TASK STATEMENT » In the text about a dog's health scare, where does Mack like to lie in the garden?

TEXT »
....

I understand that dogs are not our children. They are our family, but not our flesh and blood. Which makes me writing about Kohl’s health scare seem so lame. Almost disrespectful in a way.
I mean there are so many mothers and fathers who are trying to come to terms with a terminal health diagnosis of a child. Or they lay their baby down for a nap, and that child never wakes up again. Then there are the surviving parents of the children who lost their lives in Manchester, Egypt and the Philippines.
And here I am asking you all to pray for my dog.
I feel conflicting emotions. Grateful that thus far in my life, and in the lives of my daughters the only health issues we’ve been taken by surprise with have been those of our dogs. I also feel guilty that the only lose I’ve had to live with are those of my dogs.
I cannot imagine the strength it requires to be a parent who is sleeping on a cot in a children’s hospital ICU, or oncology wing. Nor do I know how I would even begin to carry on with my life if every single day I had to walk by an empty bedroom that used to have Justin Beiber blaring out of it, and is now silent. I can hardly hang out in my garden and write without Mack lying on his favorite chaise basking in the sunshine. I am weak and I know it. This is why God, the universe have spared me these unimaginable losses. Having to live with the ghosts of those we’ve loved, who were taken too soon everywhere. Whether they be upright on two legs, or four. I imagine that the sadness and grief are similar, although I’m confident the depth and magnitude of it when dealing with losing your child is incomparable.
I worry with all the illnesses that Mack had, and the fact that Kohl isn’t the healthiest dog to begin with, there will be plenty of running to have tests conducted for every condition that he suffers with that doesn’t rectify itself in a matter of hours. I mean, it’s sort of like once bitten, twice shy. Considering I had a feeling that my Kuda was sick but didn’t get him looked at until it was much too late. I was much too lackadaisical about his health, he had always been our strong boy, the healthy one. You can bet that I won’t jump to that conclusion ever again.

....

Data entries »
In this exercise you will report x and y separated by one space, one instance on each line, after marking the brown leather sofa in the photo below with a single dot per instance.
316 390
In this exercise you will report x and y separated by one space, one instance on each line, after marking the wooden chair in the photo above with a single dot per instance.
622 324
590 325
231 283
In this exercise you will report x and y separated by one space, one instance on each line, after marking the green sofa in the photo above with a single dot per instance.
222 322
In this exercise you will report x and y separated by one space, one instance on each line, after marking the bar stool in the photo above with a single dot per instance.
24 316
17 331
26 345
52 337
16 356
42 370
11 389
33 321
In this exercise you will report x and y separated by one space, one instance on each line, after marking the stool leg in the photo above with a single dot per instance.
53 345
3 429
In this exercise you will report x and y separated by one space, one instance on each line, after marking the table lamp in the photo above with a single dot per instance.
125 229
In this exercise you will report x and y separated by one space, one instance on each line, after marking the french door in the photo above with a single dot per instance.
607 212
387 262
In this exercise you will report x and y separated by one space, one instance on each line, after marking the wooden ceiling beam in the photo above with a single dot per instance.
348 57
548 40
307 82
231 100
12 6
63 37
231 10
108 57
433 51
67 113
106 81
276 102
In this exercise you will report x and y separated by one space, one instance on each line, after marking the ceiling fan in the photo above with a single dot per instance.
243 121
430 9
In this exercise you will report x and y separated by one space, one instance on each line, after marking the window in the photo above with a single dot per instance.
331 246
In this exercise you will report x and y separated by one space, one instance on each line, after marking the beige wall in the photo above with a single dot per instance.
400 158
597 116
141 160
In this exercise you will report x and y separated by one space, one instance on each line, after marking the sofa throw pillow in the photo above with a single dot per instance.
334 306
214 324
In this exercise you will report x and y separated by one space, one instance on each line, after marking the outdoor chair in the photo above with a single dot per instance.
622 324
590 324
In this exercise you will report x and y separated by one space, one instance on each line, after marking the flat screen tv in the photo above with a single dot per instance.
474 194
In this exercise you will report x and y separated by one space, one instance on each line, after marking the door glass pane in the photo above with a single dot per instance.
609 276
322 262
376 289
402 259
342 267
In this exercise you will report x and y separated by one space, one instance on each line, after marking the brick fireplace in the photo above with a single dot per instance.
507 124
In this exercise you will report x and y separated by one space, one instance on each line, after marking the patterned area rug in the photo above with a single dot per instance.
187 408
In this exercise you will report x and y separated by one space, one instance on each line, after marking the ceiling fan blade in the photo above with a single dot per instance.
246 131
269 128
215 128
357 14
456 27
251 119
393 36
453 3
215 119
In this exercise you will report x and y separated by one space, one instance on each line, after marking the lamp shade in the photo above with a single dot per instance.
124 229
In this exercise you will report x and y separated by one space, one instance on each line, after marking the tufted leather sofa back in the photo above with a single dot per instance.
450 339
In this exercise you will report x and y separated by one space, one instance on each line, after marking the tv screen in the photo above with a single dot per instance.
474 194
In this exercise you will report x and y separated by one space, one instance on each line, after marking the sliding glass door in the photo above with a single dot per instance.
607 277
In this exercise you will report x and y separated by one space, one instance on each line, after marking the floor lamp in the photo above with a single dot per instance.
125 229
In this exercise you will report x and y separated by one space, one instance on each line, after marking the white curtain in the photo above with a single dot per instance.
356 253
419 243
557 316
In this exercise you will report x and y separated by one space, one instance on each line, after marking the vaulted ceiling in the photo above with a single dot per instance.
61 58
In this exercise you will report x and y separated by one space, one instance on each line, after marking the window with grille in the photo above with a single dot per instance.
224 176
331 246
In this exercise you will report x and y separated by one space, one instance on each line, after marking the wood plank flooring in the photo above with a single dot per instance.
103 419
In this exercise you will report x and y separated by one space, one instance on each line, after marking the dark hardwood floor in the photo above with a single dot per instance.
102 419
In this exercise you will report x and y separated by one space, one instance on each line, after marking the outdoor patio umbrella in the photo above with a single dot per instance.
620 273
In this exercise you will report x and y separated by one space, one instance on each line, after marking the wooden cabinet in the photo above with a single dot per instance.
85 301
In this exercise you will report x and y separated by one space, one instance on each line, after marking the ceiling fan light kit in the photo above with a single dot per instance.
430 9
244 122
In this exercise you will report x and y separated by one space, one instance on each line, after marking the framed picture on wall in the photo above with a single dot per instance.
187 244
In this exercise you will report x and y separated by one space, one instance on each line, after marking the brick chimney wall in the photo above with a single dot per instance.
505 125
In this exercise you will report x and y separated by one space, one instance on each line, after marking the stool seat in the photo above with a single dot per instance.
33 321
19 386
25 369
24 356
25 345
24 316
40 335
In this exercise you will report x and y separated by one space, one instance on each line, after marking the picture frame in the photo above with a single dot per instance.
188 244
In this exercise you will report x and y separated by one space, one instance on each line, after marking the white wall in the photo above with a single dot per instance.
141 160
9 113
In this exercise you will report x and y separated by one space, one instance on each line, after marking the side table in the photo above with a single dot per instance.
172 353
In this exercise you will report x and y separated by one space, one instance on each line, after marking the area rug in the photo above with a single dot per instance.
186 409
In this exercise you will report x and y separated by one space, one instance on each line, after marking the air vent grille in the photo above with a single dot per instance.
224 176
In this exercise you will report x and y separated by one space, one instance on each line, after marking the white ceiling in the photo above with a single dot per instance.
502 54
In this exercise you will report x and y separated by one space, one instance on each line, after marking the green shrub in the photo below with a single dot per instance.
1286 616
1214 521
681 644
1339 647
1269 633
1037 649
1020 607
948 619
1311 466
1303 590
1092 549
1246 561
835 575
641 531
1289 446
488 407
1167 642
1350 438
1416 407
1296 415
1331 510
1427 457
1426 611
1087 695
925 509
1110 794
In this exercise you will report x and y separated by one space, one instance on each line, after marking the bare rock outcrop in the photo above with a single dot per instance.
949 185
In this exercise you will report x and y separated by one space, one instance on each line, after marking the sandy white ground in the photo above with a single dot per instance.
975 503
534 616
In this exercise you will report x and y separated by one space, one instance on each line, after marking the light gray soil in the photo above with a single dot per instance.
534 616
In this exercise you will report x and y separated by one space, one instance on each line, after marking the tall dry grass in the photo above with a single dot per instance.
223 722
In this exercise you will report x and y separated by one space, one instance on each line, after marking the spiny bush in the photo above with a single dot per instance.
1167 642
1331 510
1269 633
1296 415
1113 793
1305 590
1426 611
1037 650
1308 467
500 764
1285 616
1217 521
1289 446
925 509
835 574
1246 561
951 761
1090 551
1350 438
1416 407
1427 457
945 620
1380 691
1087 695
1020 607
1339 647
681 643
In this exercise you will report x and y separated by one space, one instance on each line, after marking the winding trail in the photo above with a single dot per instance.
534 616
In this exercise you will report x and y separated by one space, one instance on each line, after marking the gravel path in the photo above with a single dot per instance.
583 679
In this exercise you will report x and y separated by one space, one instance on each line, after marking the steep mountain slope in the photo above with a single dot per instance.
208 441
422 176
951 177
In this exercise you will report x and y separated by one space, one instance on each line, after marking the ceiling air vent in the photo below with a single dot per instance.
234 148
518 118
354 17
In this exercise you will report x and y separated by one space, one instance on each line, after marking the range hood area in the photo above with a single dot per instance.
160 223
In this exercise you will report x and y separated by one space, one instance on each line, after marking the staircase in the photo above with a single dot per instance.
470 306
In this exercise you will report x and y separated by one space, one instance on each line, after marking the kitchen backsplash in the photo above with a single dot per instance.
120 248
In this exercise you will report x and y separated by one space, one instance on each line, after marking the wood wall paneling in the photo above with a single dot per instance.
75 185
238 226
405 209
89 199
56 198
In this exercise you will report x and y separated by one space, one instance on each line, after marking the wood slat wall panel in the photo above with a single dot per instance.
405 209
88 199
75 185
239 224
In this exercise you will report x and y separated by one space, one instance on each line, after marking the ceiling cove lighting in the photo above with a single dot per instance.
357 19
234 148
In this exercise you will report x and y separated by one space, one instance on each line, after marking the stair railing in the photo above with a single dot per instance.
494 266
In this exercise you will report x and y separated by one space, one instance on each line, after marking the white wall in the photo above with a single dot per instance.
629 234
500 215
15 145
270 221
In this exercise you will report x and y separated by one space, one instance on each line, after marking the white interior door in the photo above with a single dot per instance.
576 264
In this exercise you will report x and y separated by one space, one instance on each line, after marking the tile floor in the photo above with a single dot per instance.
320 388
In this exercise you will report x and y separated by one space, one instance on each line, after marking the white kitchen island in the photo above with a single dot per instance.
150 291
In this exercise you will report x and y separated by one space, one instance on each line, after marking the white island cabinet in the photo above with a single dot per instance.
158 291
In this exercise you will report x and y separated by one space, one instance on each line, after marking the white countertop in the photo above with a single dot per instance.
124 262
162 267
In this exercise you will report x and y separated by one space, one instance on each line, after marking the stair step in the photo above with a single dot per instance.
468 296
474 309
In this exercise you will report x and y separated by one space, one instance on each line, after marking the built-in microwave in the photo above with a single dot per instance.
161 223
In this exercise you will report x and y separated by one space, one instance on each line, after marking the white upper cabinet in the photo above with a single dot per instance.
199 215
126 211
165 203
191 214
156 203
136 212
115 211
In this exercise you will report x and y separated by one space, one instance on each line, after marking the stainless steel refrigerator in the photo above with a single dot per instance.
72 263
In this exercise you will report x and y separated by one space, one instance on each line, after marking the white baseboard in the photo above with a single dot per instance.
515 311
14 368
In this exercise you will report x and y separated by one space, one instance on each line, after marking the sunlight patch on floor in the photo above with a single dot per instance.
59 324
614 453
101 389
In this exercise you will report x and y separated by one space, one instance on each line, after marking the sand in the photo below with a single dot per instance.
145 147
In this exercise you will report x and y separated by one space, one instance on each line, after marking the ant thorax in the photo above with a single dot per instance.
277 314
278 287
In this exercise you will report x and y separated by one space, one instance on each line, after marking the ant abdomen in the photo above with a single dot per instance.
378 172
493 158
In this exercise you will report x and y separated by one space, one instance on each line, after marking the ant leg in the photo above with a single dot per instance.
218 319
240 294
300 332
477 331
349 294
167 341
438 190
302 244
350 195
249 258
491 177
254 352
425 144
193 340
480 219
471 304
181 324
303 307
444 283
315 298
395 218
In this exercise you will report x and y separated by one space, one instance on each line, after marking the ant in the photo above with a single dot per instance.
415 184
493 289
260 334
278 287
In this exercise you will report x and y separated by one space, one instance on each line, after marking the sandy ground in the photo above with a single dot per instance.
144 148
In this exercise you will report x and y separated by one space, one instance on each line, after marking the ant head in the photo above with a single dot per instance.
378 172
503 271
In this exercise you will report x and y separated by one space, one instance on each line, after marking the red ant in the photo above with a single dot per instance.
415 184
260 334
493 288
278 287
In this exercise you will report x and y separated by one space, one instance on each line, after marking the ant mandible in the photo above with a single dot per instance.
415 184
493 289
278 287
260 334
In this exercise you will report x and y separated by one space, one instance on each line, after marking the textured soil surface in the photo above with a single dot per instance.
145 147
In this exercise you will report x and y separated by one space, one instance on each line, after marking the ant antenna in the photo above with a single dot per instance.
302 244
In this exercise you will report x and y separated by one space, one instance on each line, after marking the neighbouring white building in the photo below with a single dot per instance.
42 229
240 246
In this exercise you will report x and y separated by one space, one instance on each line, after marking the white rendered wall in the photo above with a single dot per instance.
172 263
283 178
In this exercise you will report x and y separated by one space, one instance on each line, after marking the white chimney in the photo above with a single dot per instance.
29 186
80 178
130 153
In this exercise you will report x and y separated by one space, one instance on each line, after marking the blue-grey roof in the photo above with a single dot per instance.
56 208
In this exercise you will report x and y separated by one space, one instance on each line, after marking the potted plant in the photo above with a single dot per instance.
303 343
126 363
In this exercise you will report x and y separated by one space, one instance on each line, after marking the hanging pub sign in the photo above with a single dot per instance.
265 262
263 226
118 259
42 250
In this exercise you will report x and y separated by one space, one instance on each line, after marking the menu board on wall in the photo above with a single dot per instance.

....

SOLUTION FOR THIS TASK » On his favorite chaise, basking in the sunshine.